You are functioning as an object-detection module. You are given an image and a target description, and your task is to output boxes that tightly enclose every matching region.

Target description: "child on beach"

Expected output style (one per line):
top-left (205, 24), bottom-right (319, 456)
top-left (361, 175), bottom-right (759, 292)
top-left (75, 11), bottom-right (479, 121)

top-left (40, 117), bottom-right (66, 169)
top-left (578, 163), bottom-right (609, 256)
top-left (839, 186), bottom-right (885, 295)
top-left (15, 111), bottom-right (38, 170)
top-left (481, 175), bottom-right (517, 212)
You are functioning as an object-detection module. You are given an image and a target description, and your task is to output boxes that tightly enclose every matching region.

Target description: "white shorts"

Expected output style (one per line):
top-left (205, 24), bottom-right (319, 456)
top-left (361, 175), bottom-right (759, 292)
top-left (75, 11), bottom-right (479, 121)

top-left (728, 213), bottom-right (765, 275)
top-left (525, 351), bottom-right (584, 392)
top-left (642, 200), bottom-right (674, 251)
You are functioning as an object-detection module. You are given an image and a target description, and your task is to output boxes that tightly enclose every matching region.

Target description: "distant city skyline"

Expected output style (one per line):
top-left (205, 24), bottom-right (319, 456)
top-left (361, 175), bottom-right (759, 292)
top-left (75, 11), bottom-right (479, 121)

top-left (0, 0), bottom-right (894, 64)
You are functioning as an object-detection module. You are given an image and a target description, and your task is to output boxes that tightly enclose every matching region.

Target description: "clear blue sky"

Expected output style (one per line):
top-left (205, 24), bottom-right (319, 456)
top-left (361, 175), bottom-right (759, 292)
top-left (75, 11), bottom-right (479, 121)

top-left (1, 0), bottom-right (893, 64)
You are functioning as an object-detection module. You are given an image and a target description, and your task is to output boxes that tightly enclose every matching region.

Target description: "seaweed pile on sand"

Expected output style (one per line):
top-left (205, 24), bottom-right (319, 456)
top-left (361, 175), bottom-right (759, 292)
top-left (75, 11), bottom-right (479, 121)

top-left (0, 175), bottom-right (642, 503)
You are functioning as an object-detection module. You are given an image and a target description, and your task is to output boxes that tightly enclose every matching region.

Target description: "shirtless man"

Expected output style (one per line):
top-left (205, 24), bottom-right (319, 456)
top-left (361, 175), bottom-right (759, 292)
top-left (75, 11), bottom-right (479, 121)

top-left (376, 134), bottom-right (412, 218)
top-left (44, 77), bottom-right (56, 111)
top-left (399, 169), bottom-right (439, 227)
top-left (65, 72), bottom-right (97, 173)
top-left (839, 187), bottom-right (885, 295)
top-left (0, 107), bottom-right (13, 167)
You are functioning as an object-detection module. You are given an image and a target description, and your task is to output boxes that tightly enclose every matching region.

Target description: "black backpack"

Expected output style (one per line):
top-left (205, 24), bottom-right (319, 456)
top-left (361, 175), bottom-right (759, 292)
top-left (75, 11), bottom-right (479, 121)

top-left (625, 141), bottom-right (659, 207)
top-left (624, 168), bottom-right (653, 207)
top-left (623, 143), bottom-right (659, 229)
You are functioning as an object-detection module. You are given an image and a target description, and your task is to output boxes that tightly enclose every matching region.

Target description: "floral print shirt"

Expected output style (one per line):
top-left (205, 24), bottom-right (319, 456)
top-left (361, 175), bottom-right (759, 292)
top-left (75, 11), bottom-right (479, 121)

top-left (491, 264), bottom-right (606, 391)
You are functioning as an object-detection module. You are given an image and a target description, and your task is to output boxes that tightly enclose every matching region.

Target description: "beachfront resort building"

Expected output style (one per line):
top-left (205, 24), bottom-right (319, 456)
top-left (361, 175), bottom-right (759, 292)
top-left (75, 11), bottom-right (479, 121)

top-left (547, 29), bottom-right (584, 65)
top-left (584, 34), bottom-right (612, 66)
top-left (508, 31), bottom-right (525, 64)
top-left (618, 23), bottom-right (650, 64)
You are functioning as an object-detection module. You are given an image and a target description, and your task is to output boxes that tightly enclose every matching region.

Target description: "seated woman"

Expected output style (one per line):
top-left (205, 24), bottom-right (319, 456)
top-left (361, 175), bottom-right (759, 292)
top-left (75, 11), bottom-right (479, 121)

- Exercise
Write every entry out again, exactly as it stands.

- Output of the exercise
You are functioning as an object-detection module. You are given an image and a target description, and your task is to output boxes that tightly enclose every matching region.

Target description: "child on beach"

Expected output style (one per line):
top-left (205, 24), bottom-right (319, 456)
top-left (361, 175), bottom-right (759, 292)
top-left (75, 11), bottom-right (479, 121)

top-left (40, 117), bottom-right (66, 169)
top-left (578, 163), bottom-right (609, 256)
top-left (839, 186), bottom-right (885, 295)
top-left (15, 111), bottom-right (38, 170)
top-left (481, 175), bottom-right (517, 212)
You are functioning as an object-detection module. You are given an image and a target description, and your task is to output boxes that tightly enclose every matching region.

Target description: "white shorts"

Expected output style (one per line):
top-left (205, 24), bottom-right (319, 456)
top-left (361, 175), bottom-right (759, 292)
top-left (75, 11), bottom-right (479, 121)

top-left (728, 213), bottom-right (765, 275)
top-left (525, 351), bottom-right (584, 392)
top-left (642, 200), bottom-right (674, 251)
You are functioning as an object-detection module. You are given an image and a target description, and your task is to output boxes that tightly enclose every matching region.

Target description: "distant city skyline"

Expected output style (one per line):
top-left (205, 24), bottom-right (319, 456)
top-left (361, 175), bottom-right (759, 292)
top-left (75, 11), bottom-right (479, 121)

top-left (0, 0), bottom-right (894, 64)
You are functioning as an object-detection module. You are given an image and a target description, and your task is to output boxes that tightly enclose every matching region.

Target description: "clear blue sky"

Expected output style (one per line):
top-left (205, 24), bottom-right (319, 456)
top-left (361, 175), bottom-right (759, 292)
top-left (75, 11), bottom-right (479, 121)

top-left (1, 0), bottom-right (893, 64)
You are functioning as an object-detection module. You are given an image and a target description, and your task is to output boxes that tightly enclose every matching region.

Target description: "seaweed pile on sand"

Expected output style (one per line):
top-left (205, 24), bottom-right (319, 456)
top-left (361, 175), bottom-right (759, 292)
top-left (75, 11), bottom-right (479, 121)

top-left (0, 175), bottom-right (642, 503)
You are functioning as an object-detection module. You are given an image and a target description, and your task is to output boxes that tightly enclose every matching region.

Target description: "shirtless man"

Expected output style (one per line):
top-left (205, 24), bottom-right (319, 456)
top-left (361, 175), bottom-right (759, 292)
top-left (75, 11), bottom-right (479, 121)

top-left (376, 134), bottom-right (412, 218)
top-left (44, 77), bottom-right (56, 111)
top-left (399, 169), bottom-right (439, 227)
top-left (65, 72), bottom-right (97, 173)
top-left (839, 187), bottom-right (885, 295)
top-left (0, 107), bottom-right (13, 167)
You are functioning as an object-detection module. You are given an image and a target description, and your task is to output boxes that tightly enclose every matching region.

Target description: "black backpack"

Expected output style (one per line):
top-left (205, 24), bottom-right (319, 456)
top-left (361, 175), bottom-right (759, 292)
top-left (75, 11), bottom-right (479, 121)

top-left (625, 141), bottom-right (659, 207)
top-left (624, 168), bottom-right (653, 207)
top-left (623, 143), bottom-right (659, 229)
You are functioning as an object-detection module. You are given an image and a target description, and your task is to output boxes that tightly enclose every matching region.

Target description: "floral print shirt"

Expected output style (one per line):
top-left (205, 24), bottom-right (319, 456)
top-left (361, 175), bottom-right (759, 292)
top-left (75, 11), bottom-right (479, 121)

top-left (491, 264), bottom-right (606, 391)
You are functioning as an object-detection module. You are given an image and a target description, and your task is to output boxes that tightly enclose every matching region.

Target description: "beachfront resort building"

Expected output style (one per line):
top-left (205, 24), bottom-right (319, 456)
top-left (361, 175), bottom-right (759, 292)
top-left (75, 11), bottom-right (479, 121)

top-left (547, 29), bottom-right (584, 65)
top-left (584, 34), bottom-right (612, 66)
top-left (508, 31), bottom-right (525, 64)
top-left (618, 23), bottom-right (650, 64)
You are functioning as an object-detection module. You are given an image and a target description, and your task is to output boxes that tightly enclose every matching region.

Target description: "seated woman"

Expected output style (one per line):
top-left (205, 24), bottom-right (319, 456)
top-left (361, 175), bottom-right (759, 292)
top-left (75, 11), bottom-right (479, 121)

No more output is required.